Aufgabe 1 -
Welche Zeilen der Datensätze unten enthalten das Wort „white“? Nenne jede davon vollständig.

Angezeigter Textauszug -

◆ ◆ ◆

Nun haben sie ihre Abschlussarbeit »Reassessing the Mycenaean Earthquake Hypothesis: Results of the HERACLES Project from Tiryns and Midea, Greece« im Bulletin of the Seismological Society of America veröffentlicht.

Hinzen untersuchte mit seinem Team die mykenischen Zitadellen von Tiryns und Midea in der Argolis, im Nordosten der Peloponnes, wo auch Mykene liegt. Beide Orte sollten laut gängiger Hypothese am Ende der Bronzezeit von mehreren Erdbeben heimgesucht und um 1200 vor Christus durch ein starkes Erdbeben zerstört worden sein. Damit sei wie bei anderen mykenischen Zentren der Untergang der ganzen Kultur eingeleitet worden. 

In den Jahren 2012-2013 untersuchte das Team die lokale Geologie der Orte, ihre Lage in den Erdbebenzonen Griechenlands und die vermeintlichen Erdbebenschäden in den Grabungen vor Ort. Sie sammelten Daten und modellierten, wie sich Erdbeben in Tiryns und Midea ausgewirkt hätten. Die Forscher setzten eine Reihe von geophysikalischen Messverfahren ein: aktive und passive Seismik, refraktionsseismische Messungen und Array-Messungen mit Seismometern. Ein dreiviertel Jahr lang wurden zehn Messstationen betrieben, die kleinere Erdbeben registrierten, die es in Griechenland immer wieder gibt. Hinzu kamen gravimetrische Messungen des Erdschwerefeldes. Mit den gewonnenen Daten berechneten sie die Standorteffekte während eines Erdbebens.

◆ ◆ ◆

Extrahierte Dateneinträge
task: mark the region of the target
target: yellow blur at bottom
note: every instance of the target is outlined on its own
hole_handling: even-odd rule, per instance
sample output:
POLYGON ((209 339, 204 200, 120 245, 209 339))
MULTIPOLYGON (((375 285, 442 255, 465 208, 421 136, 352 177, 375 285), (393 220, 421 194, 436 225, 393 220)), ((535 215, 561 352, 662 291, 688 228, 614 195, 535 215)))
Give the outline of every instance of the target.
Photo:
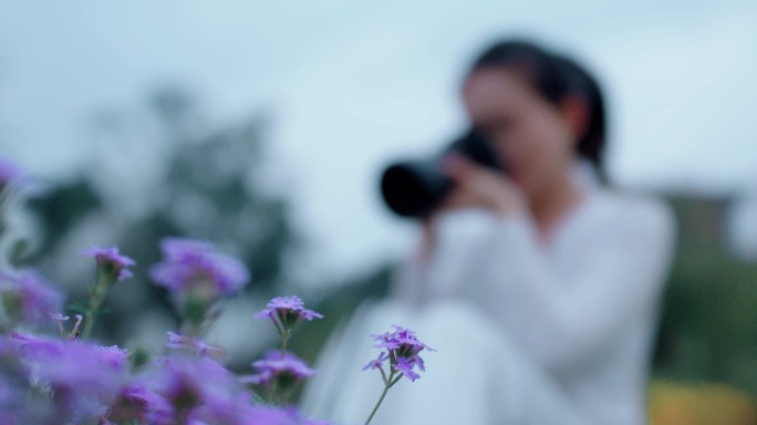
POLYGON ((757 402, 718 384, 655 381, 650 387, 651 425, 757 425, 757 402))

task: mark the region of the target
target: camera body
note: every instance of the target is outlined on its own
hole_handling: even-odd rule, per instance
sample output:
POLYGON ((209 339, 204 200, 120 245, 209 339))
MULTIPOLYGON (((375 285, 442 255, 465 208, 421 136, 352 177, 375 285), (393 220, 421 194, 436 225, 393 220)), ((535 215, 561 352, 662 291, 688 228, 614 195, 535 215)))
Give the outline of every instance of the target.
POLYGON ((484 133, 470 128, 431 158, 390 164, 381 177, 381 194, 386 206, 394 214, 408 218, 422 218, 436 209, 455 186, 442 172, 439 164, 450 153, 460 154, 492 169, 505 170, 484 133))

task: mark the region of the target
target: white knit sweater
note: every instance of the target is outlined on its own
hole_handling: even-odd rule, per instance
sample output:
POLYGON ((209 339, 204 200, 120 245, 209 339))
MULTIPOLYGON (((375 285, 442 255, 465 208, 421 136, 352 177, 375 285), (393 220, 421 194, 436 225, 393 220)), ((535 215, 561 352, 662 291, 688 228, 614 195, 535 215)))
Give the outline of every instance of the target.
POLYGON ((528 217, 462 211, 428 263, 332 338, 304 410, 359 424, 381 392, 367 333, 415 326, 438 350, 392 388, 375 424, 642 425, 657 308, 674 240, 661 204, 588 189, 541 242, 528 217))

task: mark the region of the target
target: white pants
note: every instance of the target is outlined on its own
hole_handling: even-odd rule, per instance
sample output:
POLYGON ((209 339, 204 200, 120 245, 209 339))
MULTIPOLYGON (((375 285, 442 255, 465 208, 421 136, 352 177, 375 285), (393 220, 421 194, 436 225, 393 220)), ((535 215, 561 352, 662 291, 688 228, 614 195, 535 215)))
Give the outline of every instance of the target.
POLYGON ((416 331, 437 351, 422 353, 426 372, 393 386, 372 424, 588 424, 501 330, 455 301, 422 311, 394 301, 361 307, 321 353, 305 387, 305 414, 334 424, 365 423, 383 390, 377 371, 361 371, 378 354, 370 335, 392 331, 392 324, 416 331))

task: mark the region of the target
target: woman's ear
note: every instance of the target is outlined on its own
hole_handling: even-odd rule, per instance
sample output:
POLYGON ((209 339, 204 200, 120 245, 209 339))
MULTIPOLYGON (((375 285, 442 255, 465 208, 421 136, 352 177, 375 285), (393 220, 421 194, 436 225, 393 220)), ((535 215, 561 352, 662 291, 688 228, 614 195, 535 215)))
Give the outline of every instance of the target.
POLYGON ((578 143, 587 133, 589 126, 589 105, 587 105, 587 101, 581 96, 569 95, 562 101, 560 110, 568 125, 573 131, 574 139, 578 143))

◆ ◆ ◆

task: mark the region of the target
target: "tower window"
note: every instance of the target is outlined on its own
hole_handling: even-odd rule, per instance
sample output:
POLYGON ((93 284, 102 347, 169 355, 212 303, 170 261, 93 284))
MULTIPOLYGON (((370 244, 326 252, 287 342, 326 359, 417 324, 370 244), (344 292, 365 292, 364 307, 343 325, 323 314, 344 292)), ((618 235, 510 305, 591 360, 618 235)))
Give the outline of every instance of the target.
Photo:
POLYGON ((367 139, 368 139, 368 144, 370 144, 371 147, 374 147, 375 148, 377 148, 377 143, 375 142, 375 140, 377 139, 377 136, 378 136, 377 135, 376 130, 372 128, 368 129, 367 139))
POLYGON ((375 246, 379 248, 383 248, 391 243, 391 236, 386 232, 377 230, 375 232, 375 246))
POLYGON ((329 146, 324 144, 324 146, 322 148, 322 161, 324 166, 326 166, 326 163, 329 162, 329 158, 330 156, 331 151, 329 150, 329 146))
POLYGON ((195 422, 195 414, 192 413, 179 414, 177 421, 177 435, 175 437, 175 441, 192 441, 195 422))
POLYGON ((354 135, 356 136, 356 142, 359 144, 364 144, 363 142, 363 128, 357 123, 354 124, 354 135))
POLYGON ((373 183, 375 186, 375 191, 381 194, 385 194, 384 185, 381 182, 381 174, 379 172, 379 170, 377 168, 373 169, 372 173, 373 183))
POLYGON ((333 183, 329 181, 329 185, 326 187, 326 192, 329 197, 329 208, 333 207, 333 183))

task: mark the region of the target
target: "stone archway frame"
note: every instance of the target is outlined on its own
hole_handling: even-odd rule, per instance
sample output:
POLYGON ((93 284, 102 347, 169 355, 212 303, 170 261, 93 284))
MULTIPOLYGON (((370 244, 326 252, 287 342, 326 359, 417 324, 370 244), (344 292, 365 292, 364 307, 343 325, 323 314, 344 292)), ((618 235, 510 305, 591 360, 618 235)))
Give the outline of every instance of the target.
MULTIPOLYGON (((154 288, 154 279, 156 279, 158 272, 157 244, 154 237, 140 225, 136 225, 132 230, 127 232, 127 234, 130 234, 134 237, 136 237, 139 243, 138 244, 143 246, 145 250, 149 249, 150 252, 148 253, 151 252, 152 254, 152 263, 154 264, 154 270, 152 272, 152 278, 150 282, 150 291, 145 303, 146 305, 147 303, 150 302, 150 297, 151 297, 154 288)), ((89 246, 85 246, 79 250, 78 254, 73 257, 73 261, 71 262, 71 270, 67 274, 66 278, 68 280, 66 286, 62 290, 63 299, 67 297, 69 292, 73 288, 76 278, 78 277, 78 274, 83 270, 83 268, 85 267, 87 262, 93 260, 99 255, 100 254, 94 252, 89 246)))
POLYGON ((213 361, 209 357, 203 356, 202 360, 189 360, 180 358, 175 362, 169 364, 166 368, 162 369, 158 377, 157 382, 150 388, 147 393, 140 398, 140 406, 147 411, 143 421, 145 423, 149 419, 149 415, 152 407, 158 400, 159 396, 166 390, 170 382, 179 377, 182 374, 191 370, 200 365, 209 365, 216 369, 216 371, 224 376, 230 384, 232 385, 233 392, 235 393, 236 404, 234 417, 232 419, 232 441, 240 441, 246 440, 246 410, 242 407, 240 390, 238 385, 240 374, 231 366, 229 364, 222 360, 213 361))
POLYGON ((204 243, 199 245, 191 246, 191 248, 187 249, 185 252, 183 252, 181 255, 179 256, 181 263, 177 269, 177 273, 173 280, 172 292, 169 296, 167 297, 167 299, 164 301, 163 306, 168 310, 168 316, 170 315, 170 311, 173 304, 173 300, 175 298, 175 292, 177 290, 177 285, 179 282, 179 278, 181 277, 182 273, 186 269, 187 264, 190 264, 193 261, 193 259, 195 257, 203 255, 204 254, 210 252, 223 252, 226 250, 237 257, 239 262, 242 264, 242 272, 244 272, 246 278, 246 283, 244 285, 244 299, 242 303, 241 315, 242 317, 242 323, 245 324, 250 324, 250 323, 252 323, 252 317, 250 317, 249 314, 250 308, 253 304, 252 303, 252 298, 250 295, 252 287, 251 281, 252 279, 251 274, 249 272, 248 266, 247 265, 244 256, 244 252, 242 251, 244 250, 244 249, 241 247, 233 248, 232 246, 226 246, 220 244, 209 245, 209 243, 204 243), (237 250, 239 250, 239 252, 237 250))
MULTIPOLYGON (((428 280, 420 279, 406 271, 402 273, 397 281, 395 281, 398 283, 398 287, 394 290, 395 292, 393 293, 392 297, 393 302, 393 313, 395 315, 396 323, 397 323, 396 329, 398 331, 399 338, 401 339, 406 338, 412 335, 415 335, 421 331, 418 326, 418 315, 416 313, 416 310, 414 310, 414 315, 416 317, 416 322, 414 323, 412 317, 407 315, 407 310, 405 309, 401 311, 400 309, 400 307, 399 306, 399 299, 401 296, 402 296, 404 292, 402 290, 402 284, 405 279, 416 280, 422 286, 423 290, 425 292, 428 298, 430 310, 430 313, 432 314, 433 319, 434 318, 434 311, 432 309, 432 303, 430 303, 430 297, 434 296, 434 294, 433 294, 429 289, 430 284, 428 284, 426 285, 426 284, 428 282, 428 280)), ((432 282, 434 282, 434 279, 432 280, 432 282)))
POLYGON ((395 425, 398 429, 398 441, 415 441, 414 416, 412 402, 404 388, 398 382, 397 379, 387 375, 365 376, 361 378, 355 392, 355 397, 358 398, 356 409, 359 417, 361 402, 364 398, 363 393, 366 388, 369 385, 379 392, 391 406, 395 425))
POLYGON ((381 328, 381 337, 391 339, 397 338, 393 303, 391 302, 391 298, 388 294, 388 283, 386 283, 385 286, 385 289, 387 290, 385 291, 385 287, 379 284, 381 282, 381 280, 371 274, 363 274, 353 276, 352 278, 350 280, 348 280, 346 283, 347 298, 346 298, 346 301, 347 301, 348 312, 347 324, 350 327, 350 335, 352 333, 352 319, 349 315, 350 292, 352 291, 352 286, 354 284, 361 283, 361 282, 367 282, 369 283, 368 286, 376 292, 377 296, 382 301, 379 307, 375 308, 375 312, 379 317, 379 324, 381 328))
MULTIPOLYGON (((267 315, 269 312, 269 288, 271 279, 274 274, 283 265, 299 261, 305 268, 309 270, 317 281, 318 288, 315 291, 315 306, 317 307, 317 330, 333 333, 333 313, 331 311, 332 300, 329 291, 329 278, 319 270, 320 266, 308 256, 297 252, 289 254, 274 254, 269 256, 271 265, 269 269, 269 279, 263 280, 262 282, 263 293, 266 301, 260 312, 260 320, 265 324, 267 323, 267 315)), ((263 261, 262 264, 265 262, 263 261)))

◆ ◆ ◆

Aufgabe 2 -
Gib aus dem Text über die Erdbebenhypothese zu Tiryns und Midea den Abschnitt von „In den Jahren“ bis „während eines Erdbebens.“ wortgetreu wieder.

Ausgabe 1 -
target: white knit sweater
target: white pants

Ausgabe 2 -
In den Jahren 2012-2013 untersuchte das Team die lokale Geologie der Orte, ihre Lage in den Erdbebenzonen Griechenlands und die vermeintlichen Erdbebenschäden in den Grabungen vor Ort. Sie sammelten Daten und modellierten, wie sich Erdbeben in Tiryns und Midea ausgewirkt hätten. Die Forscher setzten eine Reihe von geophysikalischen Messverfahren ein: aktive und passive Seismik, refraktionsseismische Messungen und Array-Messungen mit Seismometern. Ein dreiviertel Jahr lang wurden zehn Messstationen betrieben, die kleinere Erdbeben registrierten, die es in Griechenland immer wieder gibt. Hinzu kamen gravimetrische Messungen des Erdschwerefeldes. Mit den gewonnenen Daten berechneten sie die Standorteffekte während eines Erdbebens.